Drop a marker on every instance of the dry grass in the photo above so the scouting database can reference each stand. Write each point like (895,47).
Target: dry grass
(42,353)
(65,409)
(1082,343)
::::
=== STATED PROBLEM ===
Reproduce the lines above word for word, without changing anything.

=== OUTPUT FOR THIS EXERCISE ===
Drop a marker on every instance of the dry grass in the photo above so the scouting database can reference each stand. Write each point like (895,47).
Target: dry grass
(42,353)
(65,409)
(1082,343)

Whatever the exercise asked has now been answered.